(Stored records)
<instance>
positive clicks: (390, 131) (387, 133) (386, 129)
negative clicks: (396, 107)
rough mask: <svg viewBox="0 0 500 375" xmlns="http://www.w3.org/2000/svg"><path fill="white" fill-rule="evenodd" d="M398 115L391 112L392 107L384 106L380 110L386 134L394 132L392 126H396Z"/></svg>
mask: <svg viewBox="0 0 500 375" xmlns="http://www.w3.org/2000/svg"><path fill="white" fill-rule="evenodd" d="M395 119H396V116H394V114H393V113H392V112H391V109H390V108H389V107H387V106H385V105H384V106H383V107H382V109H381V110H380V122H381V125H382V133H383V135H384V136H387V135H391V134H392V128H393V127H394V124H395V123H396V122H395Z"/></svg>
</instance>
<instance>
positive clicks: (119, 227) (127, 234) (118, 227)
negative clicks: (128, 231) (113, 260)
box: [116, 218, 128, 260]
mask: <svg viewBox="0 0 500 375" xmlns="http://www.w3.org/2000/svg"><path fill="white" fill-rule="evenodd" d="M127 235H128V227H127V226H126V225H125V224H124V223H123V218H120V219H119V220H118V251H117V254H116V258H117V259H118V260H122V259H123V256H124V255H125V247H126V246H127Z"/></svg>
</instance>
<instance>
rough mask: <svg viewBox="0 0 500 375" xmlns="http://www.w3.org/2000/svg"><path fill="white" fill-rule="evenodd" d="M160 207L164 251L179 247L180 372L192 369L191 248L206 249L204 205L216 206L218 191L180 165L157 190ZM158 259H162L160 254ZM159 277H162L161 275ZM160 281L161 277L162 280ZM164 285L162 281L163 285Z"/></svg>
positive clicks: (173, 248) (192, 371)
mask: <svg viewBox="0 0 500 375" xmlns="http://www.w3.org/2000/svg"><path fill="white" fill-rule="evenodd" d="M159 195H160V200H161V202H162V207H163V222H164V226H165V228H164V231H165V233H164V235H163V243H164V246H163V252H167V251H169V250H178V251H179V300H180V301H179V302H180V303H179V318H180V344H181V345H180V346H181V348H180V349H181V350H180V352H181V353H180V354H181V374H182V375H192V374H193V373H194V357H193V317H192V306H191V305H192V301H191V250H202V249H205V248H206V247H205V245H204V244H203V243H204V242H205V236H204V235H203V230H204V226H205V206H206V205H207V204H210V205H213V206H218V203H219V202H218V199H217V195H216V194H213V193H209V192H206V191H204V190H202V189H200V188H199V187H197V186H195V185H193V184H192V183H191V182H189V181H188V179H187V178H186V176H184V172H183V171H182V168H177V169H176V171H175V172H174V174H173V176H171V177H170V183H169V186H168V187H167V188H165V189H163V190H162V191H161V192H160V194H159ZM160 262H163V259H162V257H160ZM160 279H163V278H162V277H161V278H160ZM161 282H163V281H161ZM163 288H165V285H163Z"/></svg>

**Required action:**
Show every line of the records that contains the word "positive", copying each line in full. Case counts.

**Your solution:**
positive clicks: (390, 131) (387, 133) (386, 129)
positive clicks: (119, 227) (127, 234) (118, 227)
positive clicks: (173, 248) (192, 371)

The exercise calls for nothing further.